▶ [ACTIVITY] Please set down the listing exactly, from the first line to the last.
-------------------------
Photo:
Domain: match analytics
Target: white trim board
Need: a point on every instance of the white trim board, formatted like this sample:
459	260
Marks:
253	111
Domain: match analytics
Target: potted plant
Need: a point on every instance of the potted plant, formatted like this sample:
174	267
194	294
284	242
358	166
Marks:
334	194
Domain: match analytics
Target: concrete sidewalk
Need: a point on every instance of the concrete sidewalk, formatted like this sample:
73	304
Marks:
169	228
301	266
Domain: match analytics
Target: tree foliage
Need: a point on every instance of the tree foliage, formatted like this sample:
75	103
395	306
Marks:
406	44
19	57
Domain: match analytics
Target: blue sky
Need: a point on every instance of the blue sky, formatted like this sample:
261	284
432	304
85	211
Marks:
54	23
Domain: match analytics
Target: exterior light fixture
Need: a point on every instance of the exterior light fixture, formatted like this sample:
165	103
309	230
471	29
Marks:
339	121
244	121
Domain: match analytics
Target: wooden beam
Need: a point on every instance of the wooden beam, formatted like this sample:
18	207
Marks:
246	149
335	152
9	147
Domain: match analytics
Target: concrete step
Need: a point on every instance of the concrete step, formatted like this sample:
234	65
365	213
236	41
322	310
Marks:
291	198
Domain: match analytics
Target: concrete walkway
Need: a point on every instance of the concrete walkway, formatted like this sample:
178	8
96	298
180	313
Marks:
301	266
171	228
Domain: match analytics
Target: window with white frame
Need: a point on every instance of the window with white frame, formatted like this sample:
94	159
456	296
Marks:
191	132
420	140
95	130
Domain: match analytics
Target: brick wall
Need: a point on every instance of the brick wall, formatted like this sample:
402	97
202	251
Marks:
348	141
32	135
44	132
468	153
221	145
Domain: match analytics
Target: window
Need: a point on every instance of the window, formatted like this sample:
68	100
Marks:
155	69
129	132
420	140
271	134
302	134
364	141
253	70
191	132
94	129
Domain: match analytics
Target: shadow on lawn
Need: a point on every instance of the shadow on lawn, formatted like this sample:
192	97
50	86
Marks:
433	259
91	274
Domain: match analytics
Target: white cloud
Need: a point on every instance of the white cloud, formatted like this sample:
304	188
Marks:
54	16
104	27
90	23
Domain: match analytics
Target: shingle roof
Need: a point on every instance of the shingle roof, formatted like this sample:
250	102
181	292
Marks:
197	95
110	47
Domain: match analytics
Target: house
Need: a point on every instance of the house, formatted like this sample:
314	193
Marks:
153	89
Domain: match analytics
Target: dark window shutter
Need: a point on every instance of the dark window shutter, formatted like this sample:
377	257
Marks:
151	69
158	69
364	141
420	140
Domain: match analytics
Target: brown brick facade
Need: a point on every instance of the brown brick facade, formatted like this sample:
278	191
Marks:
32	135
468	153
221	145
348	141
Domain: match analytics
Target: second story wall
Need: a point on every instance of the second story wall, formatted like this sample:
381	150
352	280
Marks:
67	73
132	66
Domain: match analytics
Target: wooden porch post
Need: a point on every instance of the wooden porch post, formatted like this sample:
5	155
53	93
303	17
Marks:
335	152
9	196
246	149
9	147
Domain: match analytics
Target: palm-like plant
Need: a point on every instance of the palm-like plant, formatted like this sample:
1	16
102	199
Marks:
-------------------------
▶ [EXERCISE SOLUTION]
Photo:
Domain: match analytics
Target: white trim board
Need: a point on every instance of the white trim board, formatted like this sample:
459	260
Marks:
253	111
Domain: match analytics
Target: potted plant
Need: a point on every instance of the potted plant, formatted like this sample:
174	267
194	294
284	242
358	166
Marks:
334	194
Domain: match analytics
Target: concrete sidewalk
Need: a point on every instance of the concrete sidewalk, formatted like this sample:
73	304
Marks:
169	228
301	266
Domain: match analytics
Target: tree foliage
Need: a point on every instance of the tree foliage, formatted like this sample:
75	103
395	306
Marks:
406	44
19	57
Domain: match analytics
Target: blue sky
Need: a point on every instance of the blue sky, formatted like this sample:
261	284
432	304
85	211
Marks:
54	23
Domain: match analytics
Target: exterior light fixture
Need: a point on every instance of the exterior light fixture, formatted like this sample:
165	103
309	230
471	29
Marks:
339	121
244	121
Domain: match analytics
Target: wooden beam
Need: a point on every instance of the wooden beam, formatted like this sample:
18	207
Marks:
246	149
335	152
9	147
Domain: match analytics
Target: concrete step
Need: a point on every instance of the concrete step, formatted like this sample:
234	65
365	213
236	41
322	310
Marks:
291	198
Domain: match analytics
Target: concrete walkway
Need: a point on every instance of the concrete walkway, formatted like this sample:
178	8
96	298
180	313
Marks:
301	266
171	228
Domain: match analytics
Target: window with white frame
Need: a point on every instance of the window with white frame, formatted like this sample:
94	159
456	296
Marks:
191	132
420	140
95	130
Domain: match analytics
Target: brick wall
Need: a point on every instance of the brick wall, formatted like this sample:
402	97
202	251
Marks:
348	141
32	135
44	132
468	153
221	145
Domain: match analytics
Target: window
Need: a point on every instance of the window, formatted like this sample:
68	100
Marks:
155	69
129	132
420	140
271	134
302	134
364	141
253	70
191	132
94	129
Domain: match analytics
Target: shadow on lawn
Need: a point on every instance of the shadow on lawn, formatted like this sample:
192	97
50	86
Marks:
433	259
91	274
Domain: match analytics
Target: white cloud
Need: a point on every instance of the white cloud, formatted like this sample:
304	188
Marks:
54	16
104	27
90	23
Domain: match analytics
Target: shingle roof
Need: a point on every instance of the shingle roof, formatted like this sample:
250	102
181	292
Marks:
197	95
110	47
Domain: match analytics
Target: house
Need: a point on every instance of the house, formatted like this sample:
314	193
Marks:
153	89
Domain: match analytics
Target: dark window shutter
Need: a point on every instance of the dark window shutter, formatted like this sample:
377	257
Marks:
151	69
158	69
364	141
420	140
Domain: match analytics
Target: brown brick facade
Need: a point on every instance of the brown brick facade, formatted like this sample:
278	191
Marks:
32	135
468	153
221	145
348	141
Domain: match analytics
Target: second story wall
Need: a point on every instance of the second story wall, formatted like this sample:
381	150
352	280
Marks:
67	73
132	66
Domain: match analytics
Target: wooden porch post
Need: a point on every instance of the wooden porch post, formatted like this sample:
5	155
53	93
303	17
Marks:
335	152
9	196
246	149
9	147
Domain: match analytics
Target: palm-like plant
Need: a point on every instance of the palm-like plant, formatted like this sample:
1	16
102	199
Marks:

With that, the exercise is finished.